Les travaux scientifiques peuvent contenir des erreurs et/ou être affectés par les biais cognitifs et sociaux ainsi que par les croyances idéologiques de leurs auteurs. L’examen critique avant leur publication par plusieurs experts anonymes, sans liens avec les auteurs, de nationalité, de culture et de genre différents, est censé réduire ces erreurs et biais.

Ce processus d’examen par les pairs est devenu la norme à partir des années 1960-70 et évolue sans cesse pour répondre aux nombreuses critiques dont il est l’objet. Dans l’ensemble et sur le long terme, il contribue à conférer aux connaissances scientifiques un statut d’universalité. Au sens où la valeur de ces connaissances n’est pas censée être dépendante d’une idéologie ou de valeurs morales mais uniquement de leur véracité, c’est-à-dire de leur capacité à décrire la réalité.
____
Consignes -
- a) D'après le texte sur l'examen par les pairs, à partir de quelle période ce processus est-il devenu la norme ?
- b) Recopiez le passage du texte sur l'examen par les pairs qui commence à « Les travaux scientifiques » et se termine à « décrire la réalité. ».
Les enregistrements n'entrent pas en jeu ici.
____
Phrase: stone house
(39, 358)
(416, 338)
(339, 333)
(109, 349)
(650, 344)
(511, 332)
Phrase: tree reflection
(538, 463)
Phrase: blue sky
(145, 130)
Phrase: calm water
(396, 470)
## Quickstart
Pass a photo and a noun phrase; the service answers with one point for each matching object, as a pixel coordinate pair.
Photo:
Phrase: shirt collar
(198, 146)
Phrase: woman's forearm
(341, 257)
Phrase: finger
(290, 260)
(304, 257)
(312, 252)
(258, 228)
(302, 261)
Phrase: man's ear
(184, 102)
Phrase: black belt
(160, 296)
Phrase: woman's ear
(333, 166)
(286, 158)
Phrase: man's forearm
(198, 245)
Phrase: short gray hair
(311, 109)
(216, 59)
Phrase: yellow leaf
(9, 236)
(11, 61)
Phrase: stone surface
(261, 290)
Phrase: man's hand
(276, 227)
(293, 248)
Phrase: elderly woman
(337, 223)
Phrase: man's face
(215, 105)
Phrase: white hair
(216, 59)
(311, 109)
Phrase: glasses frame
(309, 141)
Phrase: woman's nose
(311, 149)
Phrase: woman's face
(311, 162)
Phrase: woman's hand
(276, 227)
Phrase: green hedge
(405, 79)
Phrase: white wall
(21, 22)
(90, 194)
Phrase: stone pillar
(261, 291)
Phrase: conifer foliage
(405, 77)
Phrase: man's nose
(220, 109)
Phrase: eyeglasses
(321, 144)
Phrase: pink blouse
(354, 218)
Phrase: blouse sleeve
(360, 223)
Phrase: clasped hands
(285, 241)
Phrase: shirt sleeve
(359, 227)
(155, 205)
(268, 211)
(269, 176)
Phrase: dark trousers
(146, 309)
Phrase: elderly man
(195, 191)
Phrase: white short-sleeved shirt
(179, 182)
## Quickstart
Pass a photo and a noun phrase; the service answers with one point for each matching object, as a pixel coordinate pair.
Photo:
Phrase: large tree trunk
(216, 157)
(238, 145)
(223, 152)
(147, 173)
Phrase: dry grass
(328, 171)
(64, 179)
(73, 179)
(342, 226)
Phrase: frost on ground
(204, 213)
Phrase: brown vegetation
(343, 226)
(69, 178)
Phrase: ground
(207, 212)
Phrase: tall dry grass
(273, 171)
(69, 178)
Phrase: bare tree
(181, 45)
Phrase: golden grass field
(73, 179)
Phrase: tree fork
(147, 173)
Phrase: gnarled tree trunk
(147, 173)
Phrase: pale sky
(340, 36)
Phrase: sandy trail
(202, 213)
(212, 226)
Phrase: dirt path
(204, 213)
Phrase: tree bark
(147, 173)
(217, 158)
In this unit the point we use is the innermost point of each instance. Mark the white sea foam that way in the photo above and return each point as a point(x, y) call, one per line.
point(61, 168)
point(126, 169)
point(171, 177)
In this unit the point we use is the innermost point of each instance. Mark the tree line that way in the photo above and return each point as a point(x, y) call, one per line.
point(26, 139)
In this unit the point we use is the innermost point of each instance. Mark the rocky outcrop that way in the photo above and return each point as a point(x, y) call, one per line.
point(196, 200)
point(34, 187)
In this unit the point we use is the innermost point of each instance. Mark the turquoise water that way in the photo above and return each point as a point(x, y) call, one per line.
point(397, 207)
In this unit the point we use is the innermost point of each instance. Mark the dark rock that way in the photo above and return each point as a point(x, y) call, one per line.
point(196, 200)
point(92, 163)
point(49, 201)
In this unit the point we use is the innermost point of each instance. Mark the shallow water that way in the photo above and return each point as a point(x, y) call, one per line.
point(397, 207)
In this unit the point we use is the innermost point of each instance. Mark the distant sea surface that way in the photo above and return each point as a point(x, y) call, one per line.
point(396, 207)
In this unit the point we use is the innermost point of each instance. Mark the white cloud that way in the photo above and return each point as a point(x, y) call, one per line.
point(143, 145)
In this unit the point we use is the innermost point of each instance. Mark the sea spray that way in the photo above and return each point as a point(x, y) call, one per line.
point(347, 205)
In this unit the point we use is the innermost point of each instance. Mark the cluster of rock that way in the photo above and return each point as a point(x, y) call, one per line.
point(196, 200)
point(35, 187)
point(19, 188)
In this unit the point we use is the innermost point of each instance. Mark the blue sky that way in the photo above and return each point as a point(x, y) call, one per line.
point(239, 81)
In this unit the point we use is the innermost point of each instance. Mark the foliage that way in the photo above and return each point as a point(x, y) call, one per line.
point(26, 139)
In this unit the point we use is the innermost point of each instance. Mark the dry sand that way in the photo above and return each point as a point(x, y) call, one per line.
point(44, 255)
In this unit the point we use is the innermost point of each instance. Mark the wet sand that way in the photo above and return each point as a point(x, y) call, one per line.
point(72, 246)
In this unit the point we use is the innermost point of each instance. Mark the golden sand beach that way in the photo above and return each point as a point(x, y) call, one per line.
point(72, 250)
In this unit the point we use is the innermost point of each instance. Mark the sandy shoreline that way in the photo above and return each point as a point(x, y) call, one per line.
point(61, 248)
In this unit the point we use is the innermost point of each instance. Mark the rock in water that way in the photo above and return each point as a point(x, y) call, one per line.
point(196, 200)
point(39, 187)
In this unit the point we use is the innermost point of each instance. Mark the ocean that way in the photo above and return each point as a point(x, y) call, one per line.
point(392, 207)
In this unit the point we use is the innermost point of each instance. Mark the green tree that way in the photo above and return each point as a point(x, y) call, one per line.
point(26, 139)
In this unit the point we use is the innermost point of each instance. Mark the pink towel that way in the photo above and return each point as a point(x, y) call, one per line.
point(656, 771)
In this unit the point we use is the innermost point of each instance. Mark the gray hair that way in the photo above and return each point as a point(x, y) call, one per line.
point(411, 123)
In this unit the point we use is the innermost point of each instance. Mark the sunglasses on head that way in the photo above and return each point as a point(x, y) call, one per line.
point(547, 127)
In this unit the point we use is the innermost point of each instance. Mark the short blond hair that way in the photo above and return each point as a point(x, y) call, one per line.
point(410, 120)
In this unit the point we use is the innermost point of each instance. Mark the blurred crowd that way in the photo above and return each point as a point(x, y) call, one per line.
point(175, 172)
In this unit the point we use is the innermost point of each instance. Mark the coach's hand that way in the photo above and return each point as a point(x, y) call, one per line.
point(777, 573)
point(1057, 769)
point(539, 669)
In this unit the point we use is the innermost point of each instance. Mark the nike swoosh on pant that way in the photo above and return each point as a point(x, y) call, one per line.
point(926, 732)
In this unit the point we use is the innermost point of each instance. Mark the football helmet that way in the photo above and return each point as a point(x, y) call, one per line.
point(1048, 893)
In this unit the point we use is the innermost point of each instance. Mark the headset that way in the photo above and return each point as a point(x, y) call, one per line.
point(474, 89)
____
Réponses -
- a) À partir des années 1960-70.

- b)
Les travaux scientifiques peuvent contenir des erreurs et/ou être affectés par les biais cognitifs et sociaux ainsi que par les croyances idéologiques de leurs auteurs. L’examen critique avant leur publication par plusieurs experts anonymes, sans liens avec les auteurs, de nationalité, de culture et de genre différents, est censé réduire ces erreurs et biais.

Ce processus d’examen par les pairs est devenu la norme à partir des années 1960-70 et évolue sans cesse pour répondre aux nombreuses critiques dont il est l’objet. Dans l’ensemble et sur le long terme, il contribue à conférer aux connaissances scientifiques un statut d’universalité. Au sens où la valeur de ces connaissances n’est pas censée être dépendante d’une idéologie ou de valeurs morales mais uniquement de leur véracité, c’est-à-dire de leur capacité à décrire la réalité.